→ **TEXTE FOURNI**

___

Fleuve du monde : Le rêve indochinois
Les Français qui partent dans la péninsule indochinoise ont en tête un
mythe
colonial. Mais la réalité est tout autre. Le Mékong, aujourd'hui encore
moins qu'hier, n'est pas un fleuve unificateur. Les pays qu'il traverse
ont
chacun leur propre histoire et vivent à des rythmes très différents.
VIENTIANE - J'ai cherché l'Indochine sur les rives du Mékong et je ne
l'ai
pas trouvée.
Ou si, peut-être : une odeur. Une odeur multiple et contradictoire, où
le
jujube, la carambole, le durian, le ragoût de chien, le jasmin, le
marécage,
le macadam, le poisson séché, l'alcool de riz, le parfum des femmes, la
fumée d'encens, les pipes à opium, les pots d'échappement, exhalent un
bouquet d'effluves moites à désorienter un nez d'oenologue.
Mais d'Indochine, point.
Je n'étais pourtant pas parti les mains vides. J'avais la tête pleine
des
thèses savantes de Pierre-Bernard Lafont, directeur d'études à la IVe
section de l'École pratique des hautes études, maître d'oeuvre d'un
ouvrage
scientifique sur la péninsule indochinoise. Je me souvenais de l'épopée
de
Francis Garnier et de Doudart de Lagrée, premiers explorateurs à
remonter le
Mékong en 1866. J'avais lu Pierre Loti, Albert de Pouvourville,
Boissière,
Farrère, Marquet, et même le Malraux de La Voix royale. Je m'étais
enchanté
des mandarins, des Pavillons noirs, des planteurs d'hévéas et des
charmantes
congayes. J'avais rêvé sur le pays du Million d'éléphants, sur Angkor et
sur
le Triangle d'or. Frémi au souvenir de Cao Bang, de Dien Ben Phu, de
l'offensive du Thêt, de la prise de Saigon quand la ville était le
centre du
monde, du lieu de tortures de Tuol Sleng à Phnom Penh, où l'un des
règlements précisait qu'« il est interdit de crier quand on reçoit des
coups
de fouet ou des décharges électriques ».
J'ai cherché cette Indochine-là. Mais quoi ! Il y a tellement
d'Indochines...
Ce n'est qu'une péninsule, un hasard géographique coincé entre l'Inde et
la
Chine, arrosée par un fleuve souverain autour duquel on se déchire
depuis
mille ans, un rêve colonial, une idée de conquérant lointain. D'ailleurs
les
Anglo-Saxons, beaucoup plus pragmatiques, n'ont jamais employé ce terme
:
ils parlent du Sud-Est asiatique. Il n'y a pas de civilisation du
Mékong. Il
y en a eu une, une seule dans toute l'histoire de la péninsule. Elle a
duré
quelques dizaines d'années, à la fin du XIIe siècle, sous le règne du
prince
khmer Jayavarman VII, l'un des bâtisseurs d'Angkor, qui étendit son
empire
de l'actuelle Thaïlande au delta. Alors le fleuve était vraiment une
voie
royale.

___

→ **DONNÉES ENREGISTRÉES**
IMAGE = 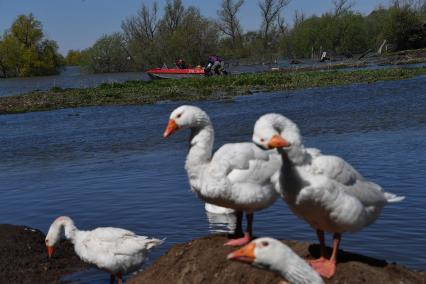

___

→ **SUJET À TRAITER**
Rédigez la suite du texte sur le Mékong et le rêve indochinois, en reprenant après sa dernière phrase. Les données ne sont pas nécessaires ici.

→ **RÉSULTAT OBTENU**
Mais ensuite il n'a cessé de décevoir ceux qui voulaient en faire un
instrument de conquête. L'expédition française, entamée mollement par le
Second Empire, se découvre une vocation : contrer l'impérialisme
britannique, et cherche à ouvrir une voie de communication commerciale
avec
la Chine. Les amiraux qui la dirigent rêvent des épices de l'empire du
Milieu. Le Mékong les apportera. Ils vont vite déchanter : traversé de
rapides, déchiré à la hauteur de Khône (à la frontière actuelle du
Cambodge
et du Laos) par des chutes infranchissables, le fleuve n'est pas
navigable.
On le sut très tôt par deux hardis explorateurs, dont l'un, Doudart de
Lagrée, mourra d'épuisement, tandis que l'autre, Garnier, tombera sous
les
piques des Pavillons noirs. Au début du siècle, il fallait cent jours de
navigation pour atteindre la frontière chinoise du Yunnan, à l'issue de
plusieurs transbordements...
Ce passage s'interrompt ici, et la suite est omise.